— Фрагмент текста —
○ ○ ○ ○ ○

Среди причин, вызвавших попытки создания теорий систем, реже упоминают такую, как обнаружение кризисных явлений в основаниях математики и логики, сопряженных с противоречивостью фундаметального понятия множества, что побуждало к поискам новой, не " множественной" структурной онтологии.

Почти никогда не упоминается такая причина, как, ставшее очевидным в ХХ столетии, отставание всех социальных наук от практических запросов. Эти дисциплины, в условиях возрастания субъективного фактора в истории, должны были бы дать

 

методологические средства анализа таких сложных объектов, как " этнос", " человечество", " природная среда", " культура", " экономика", " экология" и т.д., которые лишь в ограниченной мере допускают анализ теми же средствами, какими пользуется естествознание. Методологическое отставание социальных наук стало особенно нетерпимым на фоне успехов наук естественных. Одна из причин первоначальной популярности марксизма в том и состояла, что он создавал впечатление соответствия своих методов естественнонаучной методологи.

Не последнюю роль сыграла и известная дискуссия о демаркации естественных наук и гуманитарного знания, когда возникла дилемма либо разведения и даже противопоставления этих отраслей культуры, либо поисков единой методологической базы, пусть даже ослабляющей классический критерий рациональности – вплоть до того, чтобы не считать больше количественные (экстенсионально ориентированные, вообще) методы имеющими окончательное преимущество перед средствами " качественного" анализа. С неустранимыми качественными утверждениями столкнулось и само естествознание: чем была бы квантовая механика без принципа дополнительности, так и не получившего у Бора и Гейзенберга удовлетворительного внутритеоретического обоснования?

К этому добавлялись причины и чисто экономические, а попросту – деньги. Наука становится все более дорогим предприятием, не только для экспериментаторов, но и для теоретиков. Соблазн получить более дешевым способом качественные ответы, пусть не такие отчетливые, но удовлетворяющие прагматическим целям, был слишком велик, чтобы не вызвать бума системных исследований (пик его пришелся на 60-е – 70-е годы).

○ ○ ○ ○ ○

— Поставленная задача —
Перепишите часть фрагмента о причинах появления теорий систем между "К этому добавлялись" и "60-е – 70-е годы)." включительно, заменив "деньги" на "финансы".

○ ○ ○ ○ ○

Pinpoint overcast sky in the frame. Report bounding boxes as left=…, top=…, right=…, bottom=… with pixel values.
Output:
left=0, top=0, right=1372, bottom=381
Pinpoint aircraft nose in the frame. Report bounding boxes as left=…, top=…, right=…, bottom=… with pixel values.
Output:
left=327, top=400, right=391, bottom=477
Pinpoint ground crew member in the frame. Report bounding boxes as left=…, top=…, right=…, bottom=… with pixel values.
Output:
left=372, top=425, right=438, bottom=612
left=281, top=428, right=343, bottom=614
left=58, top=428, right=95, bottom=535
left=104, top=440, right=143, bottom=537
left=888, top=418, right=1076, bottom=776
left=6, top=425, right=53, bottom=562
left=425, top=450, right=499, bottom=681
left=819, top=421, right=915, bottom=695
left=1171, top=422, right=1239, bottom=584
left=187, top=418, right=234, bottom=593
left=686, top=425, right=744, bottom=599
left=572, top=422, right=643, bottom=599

○ ○ ○ ○ ○

— Результат —
К этому добавлялись причины и чисто экономические, а попросту – финансы. Наука становится все более дорогим предприятием, не только для экспериментаторов, но и для теоретиков. Соблазн получить более дешевым способом качественные ответы, пусть не такие отчетливые, но удовлетворяющие прагматическим целям, был слишком велик, чтобы не вызвать бума системных исследований (пик его пришелся на 60-е – 70-е годы).